▶ _Provided records_:
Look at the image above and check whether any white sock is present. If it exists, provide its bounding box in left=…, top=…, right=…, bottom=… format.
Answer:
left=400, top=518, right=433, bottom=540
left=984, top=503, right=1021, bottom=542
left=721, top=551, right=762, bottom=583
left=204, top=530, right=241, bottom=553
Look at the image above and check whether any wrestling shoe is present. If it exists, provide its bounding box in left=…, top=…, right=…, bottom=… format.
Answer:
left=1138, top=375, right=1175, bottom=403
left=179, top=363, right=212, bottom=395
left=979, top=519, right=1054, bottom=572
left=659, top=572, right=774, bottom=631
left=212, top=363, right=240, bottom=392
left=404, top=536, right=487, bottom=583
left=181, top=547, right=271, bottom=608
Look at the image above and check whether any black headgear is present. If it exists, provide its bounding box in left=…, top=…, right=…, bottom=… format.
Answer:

▶ _What you have to do_: Format every line of the items above as a Markdown table with the columns Row and Line, numbering the rows and omitting blank lines.

▶ _Response to this task_:
| Row | Line |
|---|---|
| 1 | Look at the image above and check whether any white sock is present. If it exists, provide its bounding box in left=…, top=…, right=…, bottom=… format. |
| 2 | Answer: |
| 3 | left=400, top=518, right=433, bottom=540 |
| 4 | left=984, top=503, right=1021, bottom=542 |
| 5 | left=721, top=551, right=762, bottom=583 |
| 6 | left=204, top=530, right=241, bottom=553 |
| 7 | Look at the image above and check whether any wrestling shoe is present. If it exists, provide its bounding box in left=…, top=…, right=…, bottom=… format. |
| 8 | Answer: |
| 9 | left=1138, top=375, right=1175, bottom=403 |
| 10 | left=179, top=363, right=212, bottom=395 |
| 11 | left=979, top=519, right=1054, bottom=572 |
| 12 | left=659, top=572, right=774, bottom=631 |
| 13 | left=212, top=363, right=240, bottom=392 |
| 14 | left=404, top=536, right=487, bottom=583 |
| 15 | left=181, top=547, right=271, bottom=608 |
| 16 | Look at the image above and check whether any black headgear is present. If it exists, provide its bounding box in left=…, top=…, right=…, bottom=… format. |
| 17 | Answer: |